*WRITTEN INSTRUCTION 1:*
Transcribe the wire-and-ring math thread below, everything from "A piece of wire" down to "ring (D) = ?".
--- DOCUMENT SECTION ---
Question

A piece of wire is bent in the shape of an equilateral triangle each of whose sides measure 8.8 cm. This wore is rebent to form a circular ring. What is the diameter of the ring?

Please explain elaborately​

Answer 1

$\large\underline{\underline{\sf Given:}}$

• Side of equilateral triangle (a) = 8.8cm

$\large\underline{\underline{\sf To\:Find:}}$

• Diameter of the ring (D) = ?

$\large\underline{\underline{\sf Solution:}}$

We know :-

${\boxed{\sf Perimeter\:Of\: Triangle=a+b+c }}$

$\large\implies{\sf 8.8+8.8+8.8 }$

$\large\implies{\sf 26.4cm}$

And ,

$\large{\boxed{\sf Circumcircle\:Of\: Circle=2πr }}$

$\large\implies{\sf 2×\frac{22}{7}×R}$

____________________________________

$\large\implies{\sf 26.4=2×\frac{22}{7}×R }$

$\large\implies{\sf R=\frac{26.4×7}{2×22}}$

$\large\implies{\sf R=\frac{184.8}{44}}$

$\large\implies{\sf R=4.2cm}$

We know that ,

$\large{\boxed{\sf Diameter (D)=2R}}$

$\large\implies{\sf D=2×4.2}$

$\large\implies{\sf D=8.4cm}$

$\Large\underline{\underline{\sf Answer:}}$

•°•Diameter of ring is 8.4cm
---
*WRITTEN INSTRUCTION 2:*
Find every line in the listing that contains the string "surface", and copy each of those lines.
--- DATA SHOWN ---
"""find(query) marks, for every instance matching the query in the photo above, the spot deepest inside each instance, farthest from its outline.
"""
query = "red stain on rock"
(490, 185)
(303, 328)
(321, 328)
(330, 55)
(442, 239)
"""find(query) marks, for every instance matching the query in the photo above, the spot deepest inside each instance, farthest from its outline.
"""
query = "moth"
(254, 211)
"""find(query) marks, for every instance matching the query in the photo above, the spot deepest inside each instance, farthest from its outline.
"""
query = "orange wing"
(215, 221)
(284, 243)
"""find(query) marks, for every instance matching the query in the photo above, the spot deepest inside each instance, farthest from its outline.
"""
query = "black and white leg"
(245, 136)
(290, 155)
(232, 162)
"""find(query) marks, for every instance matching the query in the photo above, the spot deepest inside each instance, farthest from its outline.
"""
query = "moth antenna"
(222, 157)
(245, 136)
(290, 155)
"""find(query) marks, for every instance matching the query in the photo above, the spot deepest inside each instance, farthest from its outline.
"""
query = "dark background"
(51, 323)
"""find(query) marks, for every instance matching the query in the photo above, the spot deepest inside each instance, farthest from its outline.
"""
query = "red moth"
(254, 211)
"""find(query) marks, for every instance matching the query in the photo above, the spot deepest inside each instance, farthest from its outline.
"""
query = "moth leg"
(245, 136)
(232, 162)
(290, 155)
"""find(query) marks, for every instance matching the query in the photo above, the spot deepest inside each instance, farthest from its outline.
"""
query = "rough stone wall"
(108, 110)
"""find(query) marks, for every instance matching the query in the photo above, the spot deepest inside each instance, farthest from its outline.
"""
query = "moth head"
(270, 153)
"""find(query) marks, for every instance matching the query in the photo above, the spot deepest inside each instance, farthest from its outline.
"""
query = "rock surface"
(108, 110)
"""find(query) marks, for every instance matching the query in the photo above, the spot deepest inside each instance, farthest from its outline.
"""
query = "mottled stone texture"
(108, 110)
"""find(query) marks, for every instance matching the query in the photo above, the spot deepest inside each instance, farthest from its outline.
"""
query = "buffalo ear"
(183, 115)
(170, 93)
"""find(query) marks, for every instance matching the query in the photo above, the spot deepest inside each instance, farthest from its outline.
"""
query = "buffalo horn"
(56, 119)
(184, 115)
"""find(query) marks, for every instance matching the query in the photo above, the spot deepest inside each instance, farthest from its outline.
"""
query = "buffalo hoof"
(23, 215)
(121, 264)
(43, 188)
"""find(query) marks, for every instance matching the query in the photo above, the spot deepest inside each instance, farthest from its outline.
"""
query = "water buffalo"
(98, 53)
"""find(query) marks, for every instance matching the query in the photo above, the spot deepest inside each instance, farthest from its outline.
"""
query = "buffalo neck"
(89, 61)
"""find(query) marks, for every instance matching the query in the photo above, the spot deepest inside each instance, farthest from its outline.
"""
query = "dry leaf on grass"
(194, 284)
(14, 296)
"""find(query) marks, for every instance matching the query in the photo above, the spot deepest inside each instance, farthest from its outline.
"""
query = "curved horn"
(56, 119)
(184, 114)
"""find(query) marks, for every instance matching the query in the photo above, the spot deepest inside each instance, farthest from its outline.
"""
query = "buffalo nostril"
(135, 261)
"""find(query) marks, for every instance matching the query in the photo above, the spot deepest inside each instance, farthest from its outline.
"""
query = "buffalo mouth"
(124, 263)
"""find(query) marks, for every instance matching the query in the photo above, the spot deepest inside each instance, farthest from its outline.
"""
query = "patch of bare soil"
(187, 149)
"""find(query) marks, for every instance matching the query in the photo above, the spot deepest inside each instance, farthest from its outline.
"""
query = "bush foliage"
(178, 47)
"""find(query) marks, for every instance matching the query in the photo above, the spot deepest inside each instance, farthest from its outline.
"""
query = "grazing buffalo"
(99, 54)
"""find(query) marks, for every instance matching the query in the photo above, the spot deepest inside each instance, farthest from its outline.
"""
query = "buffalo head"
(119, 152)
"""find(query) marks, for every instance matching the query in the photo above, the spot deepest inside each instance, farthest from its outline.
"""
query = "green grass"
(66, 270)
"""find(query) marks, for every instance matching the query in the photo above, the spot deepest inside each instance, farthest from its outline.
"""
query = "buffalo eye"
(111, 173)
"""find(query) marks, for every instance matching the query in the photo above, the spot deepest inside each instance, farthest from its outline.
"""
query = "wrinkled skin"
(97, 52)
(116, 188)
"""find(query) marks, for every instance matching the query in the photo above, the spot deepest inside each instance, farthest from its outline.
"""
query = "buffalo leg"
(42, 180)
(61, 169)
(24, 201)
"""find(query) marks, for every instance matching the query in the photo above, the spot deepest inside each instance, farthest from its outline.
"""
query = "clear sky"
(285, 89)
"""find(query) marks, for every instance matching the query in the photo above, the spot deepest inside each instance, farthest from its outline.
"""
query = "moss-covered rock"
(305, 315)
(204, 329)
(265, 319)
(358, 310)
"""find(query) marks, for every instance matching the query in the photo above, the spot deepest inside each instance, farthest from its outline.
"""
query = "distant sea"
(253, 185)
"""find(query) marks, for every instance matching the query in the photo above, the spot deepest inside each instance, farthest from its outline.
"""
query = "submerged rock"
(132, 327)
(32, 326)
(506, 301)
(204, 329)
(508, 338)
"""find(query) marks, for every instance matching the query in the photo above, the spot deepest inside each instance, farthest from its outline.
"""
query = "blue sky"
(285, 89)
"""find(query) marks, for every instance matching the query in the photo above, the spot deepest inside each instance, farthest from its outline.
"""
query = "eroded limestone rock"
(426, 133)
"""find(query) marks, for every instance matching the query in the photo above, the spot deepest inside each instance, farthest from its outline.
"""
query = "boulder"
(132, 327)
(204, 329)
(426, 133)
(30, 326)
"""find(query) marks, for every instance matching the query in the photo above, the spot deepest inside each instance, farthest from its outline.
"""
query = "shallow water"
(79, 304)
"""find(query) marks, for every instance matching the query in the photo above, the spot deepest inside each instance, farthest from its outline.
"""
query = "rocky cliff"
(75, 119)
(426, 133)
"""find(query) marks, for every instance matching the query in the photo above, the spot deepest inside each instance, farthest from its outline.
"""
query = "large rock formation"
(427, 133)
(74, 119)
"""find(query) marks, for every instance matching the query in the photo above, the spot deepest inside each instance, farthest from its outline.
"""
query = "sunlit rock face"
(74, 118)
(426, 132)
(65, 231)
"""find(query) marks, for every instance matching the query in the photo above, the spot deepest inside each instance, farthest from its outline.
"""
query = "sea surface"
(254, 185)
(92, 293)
---
*EXPECTED OUTPUT 1:*
A piece of wire is bent in the shape of an equilateral triangle each of whose sides measure 8.8 cm. This wore is rebent to form a circular ring. What is the diameter of the ring?

Please explain elaborately​

Answer 1

$\large\underline{\underline{\sf Given:}}$

• Side of equilateral triangle (a) = 8.8cm

$\large\underline{\underline{\sf To\:Find:}}$

• Diameter of the ring (D) = ?

*EXPECTED OUTPUT 2:*
query = "rock surface"
query = "sea surface"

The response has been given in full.